Os padrões anormais da FIE são de dois tipos:

  • Padrão tipo 1- aumento da disialotransferrina e/ou da assialotransferrina, e diminuição da tetrasialotransferrina; e o
  • Padrão tipo 2: aumento da trisialotransferrina, di-, mono- e/ou assialotransferrina.

Uma vez detectado um padrão anormal são necessários, conforme os casos, estudos adicionais:

  • Análise dos oligossacáridos por HPLC, enzimologia, imunocitoquímica, espectrometria de massa com electrospray e estudos mutacionais para confirmação diagnóstica.

Um padrão normal da FIE das transferrinas não exclui síndroma CDG, porquanto o mesmo resultado ocorre nas seguintes situações: GCSI-CDG (CDG-IIb), SLC35C1 (CDG-IIc), SLC35A1 (CDG IIf), TUSC3-CDG e, ainda por vezes, em doentes adolescentes e adultos.

Poderá estar indicado fazer-se a FIE utilizando outras glicoproteínas como: haptoglobina, tiroglobulina e alfa-1-antitripsina.

Quanto a diagnóstico diferencial, importa referir que padrões relacionados com alterações secundárias da glicosilação podem ser detectados noutras afecções como galactosémia, intolerância hereditária à frutose, hepatite e alcoolismo crónico.

Algumas doenças da O-glicosilação podem ser detectadas:

  • No soro, pela FIE da apolipoproteína CIII no soro (casos da síndroma de Walker-Warburg);
  • No músculo através de biópsia, por coloração apropriada do complexo da alfa-distroglicano nos casos de síndroma músculo-olho-cérebro.

────────

> **TAREFA 1**
Indique todas as afecções em que, segundo o texto sobre o diagnóstico das síndromas CDG, se podem detectar padrões ligados a alterações secundárias da glicosilação.
> **TAREFA 2**
Retome o texto sobre o diagnóstico das síndromas CDG a partir do ponto em que termina.

> **Entradas de dados armazenadas**
────────

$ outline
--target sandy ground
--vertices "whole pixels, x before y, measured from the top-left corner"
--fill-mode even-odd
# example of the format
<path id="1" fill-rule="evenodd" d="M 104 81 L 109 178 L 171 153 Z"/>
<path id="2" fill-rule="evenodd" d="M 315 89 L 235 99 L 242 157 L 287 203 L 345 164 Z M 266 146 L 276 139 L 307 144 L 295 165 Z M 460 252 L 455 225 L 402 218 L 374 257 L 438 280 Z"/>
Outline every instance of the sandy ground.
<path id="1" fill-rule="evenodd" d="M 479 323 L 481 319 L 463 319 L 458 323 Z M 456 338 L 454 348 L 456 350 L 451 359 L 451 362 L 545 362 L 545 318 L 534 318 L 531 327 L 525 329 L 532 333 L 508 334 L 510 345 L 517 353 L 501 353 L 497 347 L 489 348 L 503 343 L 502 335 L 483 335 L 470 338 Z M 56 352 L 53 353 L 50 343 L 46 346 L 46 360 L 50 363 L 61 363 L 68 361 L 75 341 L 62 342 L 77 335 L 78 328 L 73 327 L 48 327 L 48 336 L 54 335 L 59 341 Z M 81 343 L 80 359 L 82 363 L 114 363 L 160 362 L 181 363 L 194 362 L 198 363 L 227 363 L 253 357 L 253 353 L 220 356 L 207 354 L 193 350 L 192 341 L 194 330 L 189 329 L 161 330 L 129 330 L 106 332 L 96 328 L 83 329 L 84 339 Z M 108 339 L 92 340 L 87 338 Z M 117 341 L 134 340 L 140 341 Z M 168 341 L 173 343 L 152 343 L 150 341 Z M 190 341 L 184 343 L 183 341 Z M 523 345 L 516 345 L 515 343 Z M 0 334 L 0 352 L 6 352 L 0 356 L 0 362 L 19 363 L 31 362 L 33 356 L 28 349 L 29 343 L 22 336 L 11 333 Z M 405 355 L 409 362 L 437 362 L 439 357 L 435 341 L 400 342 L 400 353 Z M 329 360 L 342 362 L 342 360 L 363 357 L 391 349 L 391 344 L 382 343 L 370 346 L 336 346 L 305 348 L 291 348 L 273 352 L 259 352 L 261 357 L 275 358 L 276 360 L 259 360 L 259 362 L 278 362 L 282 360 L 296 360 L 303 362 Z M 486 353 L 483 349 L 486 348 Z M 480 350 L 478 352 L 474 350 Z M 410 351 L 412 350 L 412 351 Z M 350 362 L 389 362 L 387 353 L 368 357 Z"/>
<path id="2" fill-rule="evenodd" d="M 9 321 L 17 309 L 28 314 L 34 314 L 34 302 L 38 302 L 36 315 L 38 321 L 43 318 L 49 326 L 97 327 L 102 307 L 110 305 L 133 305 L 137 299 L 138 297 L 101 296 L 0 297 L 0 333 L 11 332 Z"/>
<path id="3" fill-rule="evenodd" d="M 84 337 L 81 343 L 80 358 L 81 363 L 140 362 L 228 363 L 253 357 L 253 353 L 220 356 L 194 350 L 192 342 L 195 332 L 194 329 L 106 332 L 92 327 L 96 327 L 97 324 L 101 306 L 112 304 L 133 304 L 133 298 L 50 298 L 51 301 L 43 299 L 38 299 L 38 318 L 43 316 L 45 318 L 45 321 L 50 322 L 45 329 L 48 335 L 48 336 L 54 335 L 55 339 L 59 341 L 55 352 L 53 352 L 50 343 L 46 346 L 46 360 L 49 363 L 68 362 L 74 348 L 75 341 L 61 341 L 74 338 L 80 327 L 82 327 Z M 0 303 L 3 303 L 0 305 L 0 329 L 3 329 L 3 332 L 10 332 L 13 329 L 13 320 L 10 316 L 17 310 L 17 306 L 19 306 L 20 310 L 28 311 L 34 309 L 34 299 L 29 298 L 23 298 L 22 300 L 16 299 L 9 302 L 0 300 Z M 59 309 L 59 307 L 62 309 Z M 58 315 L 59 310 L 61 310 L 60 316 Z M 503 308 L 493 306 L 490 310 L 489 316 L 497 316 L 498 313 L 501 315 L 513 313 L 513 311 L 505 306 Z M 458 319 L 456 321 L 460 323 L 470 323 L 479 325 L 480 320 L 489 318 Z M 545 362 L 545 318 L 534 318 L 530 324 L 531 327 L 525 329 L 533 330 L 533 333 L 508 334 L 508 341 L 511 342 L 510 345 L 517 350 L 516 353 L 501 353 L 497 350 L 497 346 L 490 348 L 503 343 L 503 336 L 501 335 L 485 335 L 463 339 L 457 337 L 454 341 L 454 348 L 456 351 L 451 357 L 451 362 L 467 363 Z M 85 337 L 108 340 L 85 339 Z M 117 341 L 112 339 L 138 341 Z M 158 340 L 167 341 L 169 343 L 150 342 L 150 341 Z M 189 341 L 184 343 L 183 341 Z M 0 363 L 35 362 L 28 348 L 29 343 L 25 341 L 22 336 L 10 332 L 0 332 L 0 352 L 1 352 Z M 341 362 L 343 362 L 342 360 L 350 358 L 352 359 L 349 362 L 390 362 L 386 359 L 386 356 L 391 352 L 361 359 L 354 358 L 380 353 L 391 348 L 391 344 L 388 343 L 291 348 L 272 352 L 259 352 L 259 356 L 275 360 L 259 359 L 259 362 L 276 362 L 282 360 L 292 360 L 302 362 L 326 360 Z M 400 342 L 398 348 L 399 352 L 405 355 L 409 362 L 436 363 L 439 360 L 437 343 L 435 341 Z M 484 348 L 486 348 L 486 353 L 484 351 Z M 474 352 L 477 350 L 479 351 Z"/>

────────

> **RESPOSTA 1**
- galactosémia
- intolerância hereditária à frutose
- hepatite
- alcoolismo crónico

> **RESPOSTA 2**
O dois tipos de CDG descritos [PMM2 e PMI-CDG] apresentam um padrão do tipo 1 da FIE da transferrina sérica.

São comuns as alterações da coagulação:

  • Em todos os casos de CDG: défice do Factor XI
  • Nalguns casos de CDG: défice das proteínas C, S, antitrombina III-AT III, hipoalbuminémia, elevação de ALT e AST, hipocolesterolémia e proteinúria tubular.

A imagiologia do SNC na PMM2-CDG evidencia sinais de hipoplasia cerebelosa (constante), hipoplasia cerebral (inconstante), e de hipomielinização do SN periférico (frequente); no fígado são observados sinais de fibrose e esteatose.

O doseamento da actividade enzimática da PMM2 pode efectuar-se nos leucócitos ou fibroblastos.

O estudo mutacional (mais de 70 mutações identificadas) é fundamental; a mutação mais frequente é a Rl41H, letal em homozigotia.

Na PMI-CDG podem ser comprovadas as seguintes alterações: hipoglicémia com hiperinsulinismo e alterações bioquímicas e da coagulação já descritas na PMM2-GDG.

O doseamento da actividade da PMI pode realizar-se nos leucócitos e fibroblastos.

Tratamento

No caso da PMM2-CDG não existe tratamento específico.

Discute-se o interesse da dieta cetogénica. Para além do tratamento anticonvulsante, importa ter em conta a prevenção dos AVC com ácido acetilsalicílico na dose de 0,5-1 mg/kg/dia. Se surgirem fracturas frequentes, estão indicados os bifosfonatos.

Recentemente tem sido feita a proposta de terapia com chaperones farmacológicos.

Quanto à PMI-CDG, é essencial o diagnóstico precoce, pois existe tratamento disponível com manose oral em doses elevadas; com efeito, os sintomas regridem rapidamente, embora o padrão alterado das transferrinas leve alguns meses a melhorar ou a normalizar.

A terapia com heparina parece eficaz para a enteropatia com perda de proteínas. Será de encarar o recurso ao TH nos doentes resistentes ao tratamento com manose que apresentem icterícia hemolítica, fibrose hepática progressiva, dispneia acentuada e intolerância ao exercício (por envolvimento pulmonar); após o TH muitas destas manifestações melhoram dramaticamente.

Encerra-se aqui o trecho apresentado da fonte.